Xintai signed 12 projects with Zhongguancun to establish intelligent manufacturing industry parks with a total investment of 3.28 billion yuan.
The city in central Shandong is also looking to become a hub for renewable energy, and signed a Memorandum of Understanding (MoU) with five leading domestic energy enterprises to build a photovoltaic (PV) solar power generation project on the city's mining sites.
The PV project is also part of Xintai's contribution to the CoRE program, an initiative launched by the Sino-German Climate Change Program in April 2015, which aims to turn the city into a "new energy demonstration city" integrating PV power generation projects with green agriculture initiatives, research and education programs, and tourism projects.
Xintai plans to make an upgraded coal power industry, high-end manufacturing and emerging industries the three pillars of its local economy. It will support these three pillars by developing industrial clusters, including electric transmission and transformation equipment, photoelectric technology and aseptic packaging material.
Another important project is the August 2016 merger of Xintai-based LED manufacturer Prosperous Star Optoelectronics and UK-based Graphene Lighting, the company founded by Andre Geim, the man who discovered graphene.
The deal is a sign of the importance Xintai is attaching to the new material industry, and also heralds a new breakthrough for the graphene industry itself: The company will be the first enterprise to realize the large-scale application of graphene in in LED lighting.
Xintai is looking to build on this success, and plans to develop a graphene industry cluster in the city by building the largest graphene industry base in China.
The city also promises to optimize its services, including e-commerce, financial insurance and culture creativity. And it never stops developing modern agriculture featuring organic vegetation, forest and fruits, tea, silk and livestock.

● **GIVEN DATA**
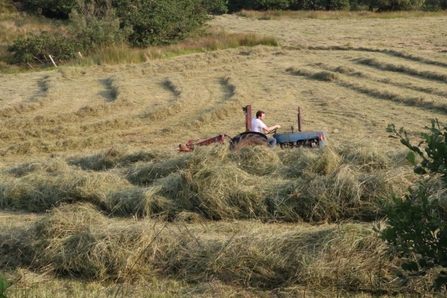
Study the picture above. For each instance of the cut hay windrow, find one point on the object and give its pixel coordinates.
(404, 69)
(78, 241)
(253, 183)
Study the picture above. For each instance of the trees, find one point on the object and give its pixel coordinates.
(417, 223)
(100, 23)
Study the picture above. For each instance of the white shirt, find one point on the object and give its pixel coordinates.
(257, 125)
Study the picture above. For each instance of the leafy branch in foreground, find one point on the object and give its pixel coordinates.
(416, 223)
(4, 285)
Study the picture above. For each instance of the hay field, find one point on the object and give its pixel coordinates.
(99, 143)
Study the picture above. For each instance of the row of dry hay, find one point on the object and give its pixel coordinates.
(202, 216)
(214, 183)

...

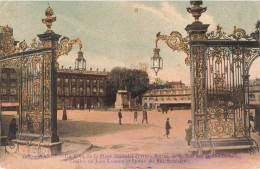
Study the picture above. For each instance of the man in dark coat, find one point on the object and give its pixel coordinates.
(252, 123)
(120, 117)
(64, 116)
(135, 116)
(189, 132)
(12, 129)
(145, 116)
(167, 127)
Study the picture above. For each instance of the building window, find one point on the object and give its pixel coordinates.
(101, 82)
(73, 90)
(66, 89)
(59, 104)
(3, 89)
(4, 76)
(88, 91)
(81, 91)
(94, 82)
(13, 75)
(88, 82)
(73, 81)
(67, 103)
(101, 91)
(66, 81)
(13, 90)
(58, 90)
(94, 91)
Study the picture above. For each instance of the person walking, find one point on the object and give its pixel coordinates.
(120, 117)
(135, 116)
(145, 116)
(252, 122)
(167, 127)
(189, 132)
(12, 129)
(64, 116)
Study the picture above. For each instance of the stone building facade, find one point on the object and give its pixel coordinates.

---

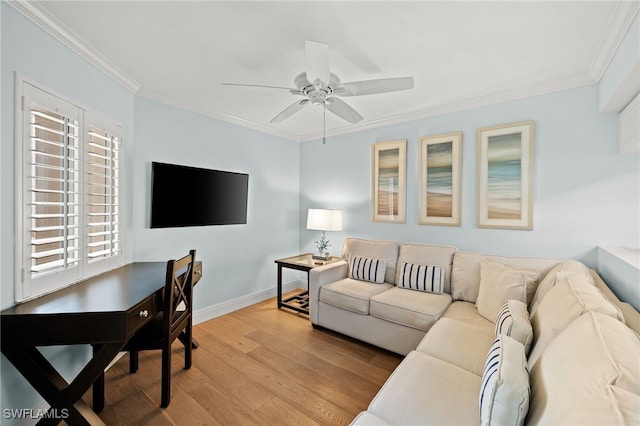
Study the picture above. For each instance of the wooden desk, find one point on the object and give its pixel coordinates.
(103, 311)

● **PROBLEM DETAILS**
Rewrite the Xintai text from "The PV project" to "aseptic packaging material.", swapping each "pillars" for "cornerstones".

● **EXPECTED OUTPUT**
The PV project is also part of Xintai's contribution to the CoRE program, an initiative launched by the Sino-German Climate Change Program in April 2015, which aims to turn the city into a "new energy demonstration city" integrating PV power generation projects with green agriculture initiatives, research and education programs, and tourism projects.
Xintai plans to make an upgraded coal power industry, high-end manufacturing and emerging industries the three cornerstones of its local economy. It will support these three cornerstones by developing industrial clusters, including electric transmission and transformation equipment, photoelectric technology and aseptic packaging material.